Task brief
In the album review, what ties the album's two sides together?

Text
Matador records/Chapter Music 9.0

The Goon Sax have released their third album ‘Mirror II’ and it confirms their special place amongst Australian indie royalty. The album is essentially one of two parts – there is a softer pop element to the tracks released as singles with their glittery sheen and there is a more angular side that is brittle and raw. Both elements are tied together by evocative lyricism and a muscular rhythmic spine. Greater use is made of alien instruments and sounds, there is a richer experimentalism and a sense of adventure. All the members have made their own unique contribution to the song writing and sung on their own tracks.

Excerpted records
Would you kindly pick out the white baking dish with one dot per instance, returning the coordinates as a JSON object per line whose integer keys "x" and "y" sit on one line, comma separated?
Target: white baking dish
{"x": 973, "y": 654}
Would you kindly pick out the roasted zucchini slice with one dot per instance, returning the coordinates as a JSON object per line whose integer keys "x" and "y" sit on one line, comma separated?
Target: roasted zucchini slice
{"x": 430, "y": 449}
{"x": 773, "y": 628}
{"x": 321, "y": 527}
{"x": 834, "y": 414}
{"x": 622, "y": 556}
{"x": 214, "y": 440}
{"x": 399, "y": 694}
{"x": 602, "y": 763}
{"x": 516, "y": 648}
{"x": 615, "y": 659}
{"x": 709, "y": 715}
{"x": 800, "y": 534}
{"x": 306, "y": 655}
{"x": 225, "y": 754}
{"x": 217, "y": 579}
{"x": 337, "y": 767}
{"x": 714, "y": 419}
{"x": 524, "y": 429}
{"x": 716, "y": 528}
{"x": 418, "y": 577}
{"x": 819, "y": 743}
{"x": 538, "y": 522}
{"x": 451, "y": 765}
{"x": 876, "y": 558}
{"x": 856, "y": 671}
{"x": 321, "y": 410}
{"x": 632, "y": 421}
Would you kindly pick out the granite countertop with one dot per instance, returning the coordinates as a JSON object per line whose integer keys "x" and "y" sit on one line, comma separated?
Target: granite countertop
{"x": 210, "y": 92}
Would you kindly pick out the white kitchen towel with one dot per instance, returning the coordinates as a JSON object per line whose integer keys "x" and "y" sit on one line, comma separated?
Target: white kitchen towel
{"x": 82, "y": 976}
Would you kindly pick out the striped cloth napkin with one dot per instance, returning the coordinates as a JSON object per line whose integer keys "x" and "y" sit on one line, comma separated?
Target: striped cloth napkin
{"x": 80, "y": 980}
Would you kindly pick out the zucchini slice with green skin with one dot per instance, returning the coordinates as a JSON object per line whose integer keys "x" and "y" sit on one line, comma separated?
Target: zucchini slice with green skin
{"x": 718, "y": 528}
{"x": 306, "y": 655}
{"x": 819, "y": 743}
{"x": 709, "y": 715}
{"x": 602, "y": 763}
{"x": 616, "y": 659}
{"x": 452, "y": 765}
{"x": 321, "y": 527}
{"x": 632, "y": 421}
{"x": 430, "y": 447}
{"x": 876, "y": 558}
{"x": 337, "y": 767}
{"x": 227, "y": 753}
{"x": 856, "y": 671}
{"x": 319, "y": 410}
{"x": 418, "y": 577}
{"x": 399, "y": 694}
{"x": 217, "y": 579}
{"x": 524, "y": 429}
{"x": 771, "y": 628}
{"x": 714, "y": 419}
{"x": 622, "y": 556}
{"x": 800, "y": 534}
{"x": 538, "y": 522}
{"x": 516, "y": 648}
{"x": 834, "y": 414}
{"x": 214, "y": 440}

Response
Evocative lyricism and a muscular rhythmic spine.